Copy the text of every entry below word for word, and leave the pictures out of your copy.
# Start of Record excerpts
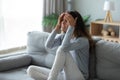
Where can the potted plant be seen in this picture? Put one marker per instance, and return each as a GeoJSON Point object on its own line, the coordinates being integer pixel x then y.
{"type": "Point", "coordinates": [50, 21]}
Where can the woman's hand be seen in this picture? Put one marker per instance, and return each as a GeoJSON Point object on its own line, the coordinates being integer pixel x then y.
{"type": "Point", "coordinates": [58, 26]}
{"type": "Point", "coordinates": [71, 21]}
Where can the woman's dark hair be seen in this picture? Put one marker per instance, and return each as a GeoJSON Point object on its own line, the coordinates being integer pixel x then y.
{"type": "Point", "coordinates": [80, 27]}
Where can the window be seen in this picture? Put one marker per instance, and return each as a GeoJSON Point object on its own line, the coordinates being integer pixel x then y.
{"type": "Point", "coordinates": [17, 18]}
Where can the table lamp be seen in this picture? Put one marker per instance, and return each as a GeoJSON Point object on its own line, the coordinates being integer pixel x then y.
{"type": "Point", "coordinates": [108, 6]}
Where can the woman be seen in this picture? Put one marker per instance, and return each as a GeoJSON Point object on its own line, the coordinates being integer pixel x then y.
{"type": "Point", "coordinates": [72, 55]}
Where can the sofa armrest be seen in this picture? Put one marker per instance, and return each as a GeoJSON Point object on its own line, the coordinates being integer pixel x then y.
{"type": "Point", "coordinates": [14, 61]}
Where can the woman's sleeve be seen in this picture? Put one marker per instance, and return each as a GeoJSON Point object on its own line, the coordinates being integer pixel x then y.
{"type": "Point", "coordinates": [51, 41]}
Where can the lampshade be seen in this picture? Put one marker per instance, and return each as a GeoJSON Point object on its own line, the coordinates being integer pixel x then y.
{"type": "Point", "coordinates": [108, 5]}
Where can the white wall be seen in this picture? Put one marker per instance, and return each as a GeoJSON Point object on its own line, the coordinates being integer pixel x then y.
{"type": "Point", "coordinates": [95, 8]}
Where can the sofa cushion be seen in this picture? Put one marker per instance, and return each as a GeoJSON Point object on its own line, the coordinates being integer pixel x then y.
{"type": "Point", "coordinates": [108, 60]}
{"type": "Point", "coordinates": [15, 61]}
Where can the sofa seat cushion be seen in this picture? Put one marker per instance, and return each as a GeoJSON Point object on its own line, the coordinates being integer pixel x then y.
{"type": "Point", "coordinates": [108, 60]}
{"type": "Point", "coordinates": [36, 49]}
{"type": "Point", "coordinates": [15, 74]}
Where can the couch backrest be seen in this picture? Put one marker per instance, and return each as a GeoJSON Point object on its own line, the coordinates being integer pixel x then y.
{"type": "Point", "coordinates": [36, 49]}
{"type": "Point", "coordinates": [108, 60]}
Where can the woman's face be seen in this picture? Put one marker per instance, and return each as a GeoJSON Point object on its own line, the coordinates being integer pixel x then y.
{"type": "Point", "coordinates": [64, 25]}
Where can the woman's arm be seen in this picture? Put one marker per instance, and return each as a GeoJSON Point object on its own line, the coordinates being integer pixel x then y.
{"type": "Point", "coordinates": [52, 40]}
{"type": "Point", "coordinates": [76, 43]}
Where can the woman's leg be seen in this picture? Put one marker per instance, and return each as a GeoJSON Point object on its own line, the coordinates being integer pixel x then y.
{"type": "Point", "coordinates": [38, 73]}
{"type": "Point", "coordinates": [58, 65]}
{"type": "Point", "coordinates": [71, 69]}
{"type": "Point", "coordinates": [64, 60]}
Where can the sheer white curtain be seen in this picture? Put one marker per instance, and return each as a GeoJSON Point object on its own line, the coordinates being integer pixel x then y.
{"type": "Point", "coordinates": [54, 6]}
{"type": "Point", "coordinates": [17, 18]}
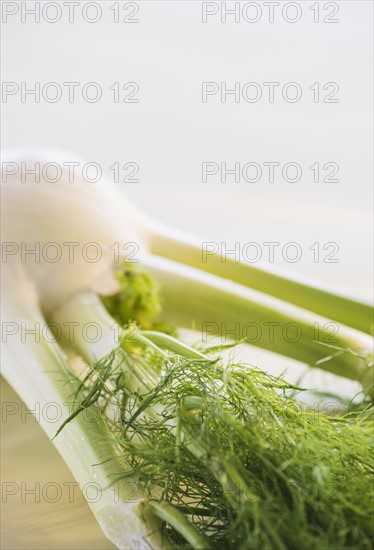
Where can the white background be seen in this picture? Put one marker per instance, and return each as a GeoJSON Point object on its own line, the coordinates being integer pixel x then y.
{"type": "Point", "coordinates": [170, 132]}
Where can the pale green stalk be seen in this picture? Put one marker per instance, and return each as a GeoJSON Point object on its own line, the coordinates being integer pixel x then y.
# End of Record excerpts
> [Solution below]
Where can the potted plant be seen in this picture? Put one marker per instance, and return each as a GeoJSON Point object on its own line, the coordinates being integer pixel x then y.
{"type": "Point", "coordinates": [50, 21]}
Where can the woman's hand be seen in this picture? Put one marker per instance, and return each as a GeoJSON Point object on its own line, the coordinates being integer pixel x then y.
{"type": "Point", "coordinates": [58, 26]}
{"type": "Point", "coordinates": [71, 21]}
Where can the woman's dark hair be seen in this picture? Put one marker per instance, and return each as a GeoJSON Point object on its own line, the coordinates being integer pixel x then y.
{"type": "Point", "coordinates": [80, 27]}
Where can the window be seen in this picture? Put one marker per instance, and return each as a GeoJSON Point object on its own line, the coordinates being integer pixel x then y.
{"type": "Point", "coordinates": [17, 18]}
Where can the table lamp be seen in this picture? Put one marker per instance, and return each as a GeoJSON Point object on its own line, the coordinates being integer pixel x then y.
{"type": "Point", "coordinates": [108, 6]}
Where can the woman be seen in this picture? Put one marker per instance, and return each as a GeoJSON Point object on its own line, the coordinates being integer pixel x then y.
{"type": "Point", "coordinates": [72, 55]}
Where can the sofa armrest be seen in this picture? Put one marker per instance, and return each as a GeoJSON Point object on its own line, the coordinates being integer pixel x then y.
{"type": "Point", "coordinates": [14, 61]}
Where can the woman's sleeve be seen in this picture? Put one marker per instance, and return each as a GeoJSON Point object on its own line, the coordinates being integer pixel x then y.
{"type": "Point", "coordinates": [51, 41]}
Where can the lampshade be seen in this picture? Put one marker per instance, and return each as a GeoJSON Point object on its own line, the coordinates being integer pixel x then y.
{"type": "Point", "coordinates": [108, 5]}
Where can the white wall be seen in this picture? Put one marker per instance, and return each as a GeoJSON Point object on its own line, the coordinates being integer pixel x then y.
{"type": "Point", "coordinates": [95, 8]}
Where can the sofa cushion be seen in this picture? Put one marker per instance, and return each as a GeoJSON Point object on its own line, the coordinates being integer pixel x then y.
{"type": "Point", "coordinates": [108, 60]}
{"type": "Point", "coordinates": [15, 61]}
Where can the sofa seat cushion be seen in this picture? Put one marker per instance, and return each as a GeoJSON Point object on its own line, the coordinates being integer pixel x then y.
{"type": "Point", "coordinates": [108, 60]}
{"type": "Point", "coordinates": [36, 49]}
{"type": "Point", "coordinates": [15, 74]}
Where can the couch backrest be seen in this picture? Put one marker per instance, and return each as a GeoJSON Point object on its own line, the coordinates being integer pixel x then y.
{"type": "Point", "coordinates": [36, 49]}
{"type": "Point", "coordinates": [108, 60]}
Where can the woman's face be seen in this picture? Put one marker per instance, and return each as a GeoJSON Point object on its own line, the coordinates being integer pixel x then y.
{"type": "Point", "coordinates": [64, 25]}
Where can the woman's arm be seen in this picture? Put one marker per instance, and return each as a GeoJSON Point object on its own line, the coordinates being integer pixel x then y.
{"type": "Point", "coordinates": [52, 40]}
{"type": "Point", "coordinates": [76, 43]}
Where can the woman's leg be seen in this picture? Put one marker per instance, and return each as a GeoJSON Point object on its own line, the coordinates being integer pixel x then y.
{"type": "Point", "coordinates": [38, 73]}
{"type": "Point", "coordinates": [58, 65]}
{"type": "Point", "coordinates": [71, 69]}
{"type": "Point", "coordinates": [64, 60]}
Where can the sheer white curtain be seen in this picture? Put one marker per instance, and return each as a GeoJSON Point object on its own line, the coordinates being integer pixel x then y.
{"type": "Point", "coordinates": [54, 6]}
{"type": "Point", "coordinates": [17, 18]}
Where can the white background be seen in this picture? Put one marker per instance, and return each as a GeoJSON Point object on its own line, the coordinates being integer pixel x then y.
{"type": "Point", "coordinates": [170, 132]}
Where can the pale green stalk be seen in this picture? Put one marker per instance, and return each as a GeoJSON Point object on its own line, the coordinates being integer pixel x then y.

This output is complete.